### 取り組む課題
A - 空き家問題の文章によると、相談者のご主人名義の実家はどこにあったか。
B - 空き家問題の文章のうち、「最近は,問題が発生する前の予防が注目されています。」から「う選択肢はなかったようです。」までを、両端の語句も含めて一字一句違えずに書き写せ。

### ページ抜粋
----

空き家問題が注目されるようになってから,結構な月日が流れました。
最近は,問題が発生する前の予防が注目されています。
そんな中,当団体への相談者に,「こういう人がもっと増えたら,空き家問題は減るんだろうな」という方がおられたので,そのエピソードをご紹介します。
先々のことを考えて
その方は,ご主人さん名義のご実家が,空き家になるかもしれないということを危惧しておられました。
そのご実家は,佐渡島の端っこにありました。
ご主人は,東京の大学を卒業後,そのまま東京で就職し家族を設けたので,少なくとも現役時代に実家に戻るという選択肢はなかったようです。
とはいえ,長男だったので,親御さんが亡くなった時にご実家を相続されました。
残念なことに,ご主人は完全リタイヤする前に病気で倒れ,数年間の闘病生活の後,逝去されました。
幸い,その実家はその方の叔母さんという方が住んでくれるようになったものの、その方も90代になり,万が一のことが起きたらどうなるか,ということで相談にこられました。

----

(収集データ)
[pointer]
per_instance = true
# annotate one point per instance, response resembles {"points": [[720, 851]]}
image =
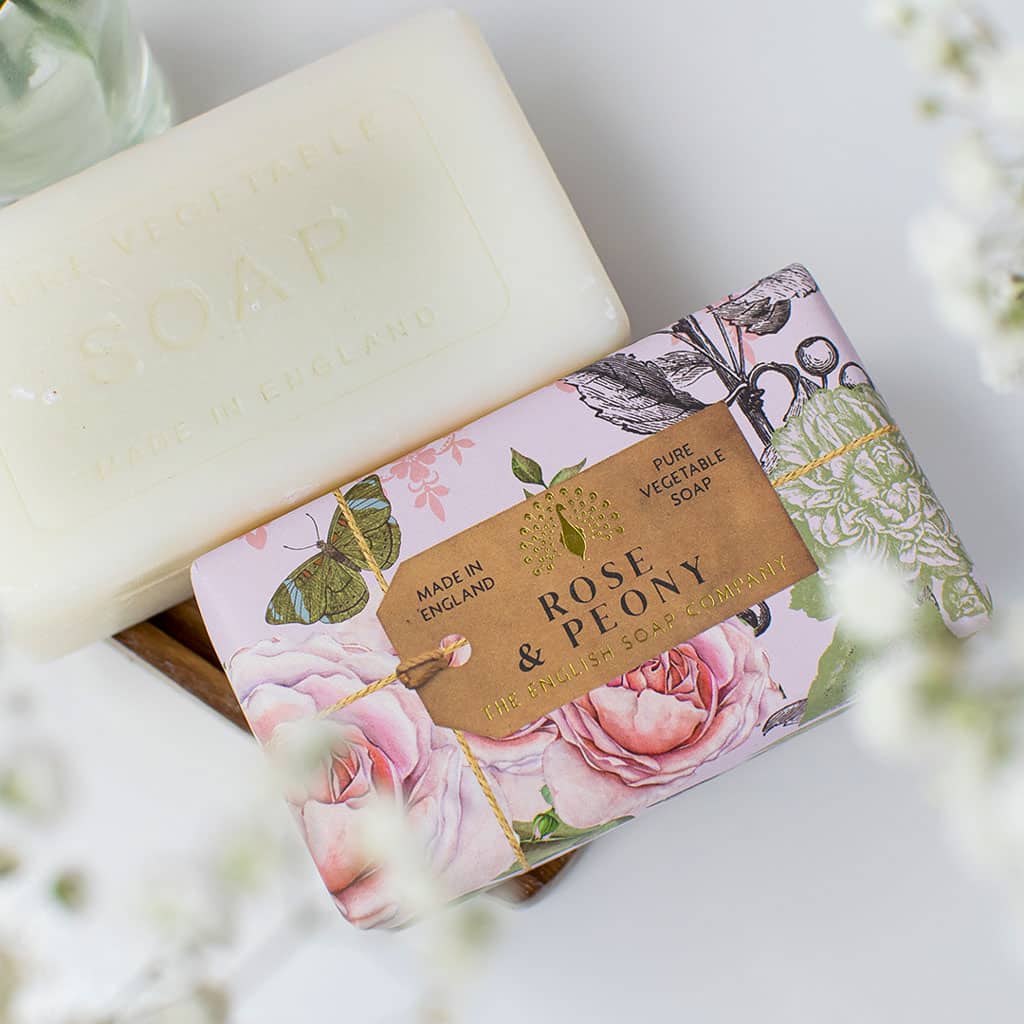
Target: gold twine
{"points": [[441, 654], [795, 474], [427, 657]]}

----

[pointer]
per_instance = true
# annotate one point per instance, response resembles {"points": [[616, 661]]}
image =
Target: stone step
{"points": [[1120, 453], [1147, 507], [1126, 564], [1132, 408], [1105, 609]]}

----

### 回答
A - 佐渡島の端っこにあった。

B -
最近は,問題が発生する前の予防が注目されています。
そんな中,当団体への相談者に,「こういう人がもっと増えたら,空き家問題は減るんだろうな」という方がおられたので,そのエピソードをご紹介します。
先々のことを考えて
その方は,ご主人さん名義のご実家が,空き家になるかもしれないということを危惧しておられました。
そのご実家は,佐渡島の端っこにありました。
ご主人は,東京の大学を卒業後,そのまま東京で就職し家族を設けたので,少なくとも現役時代に実家に戻るという選択肢はなかったようです。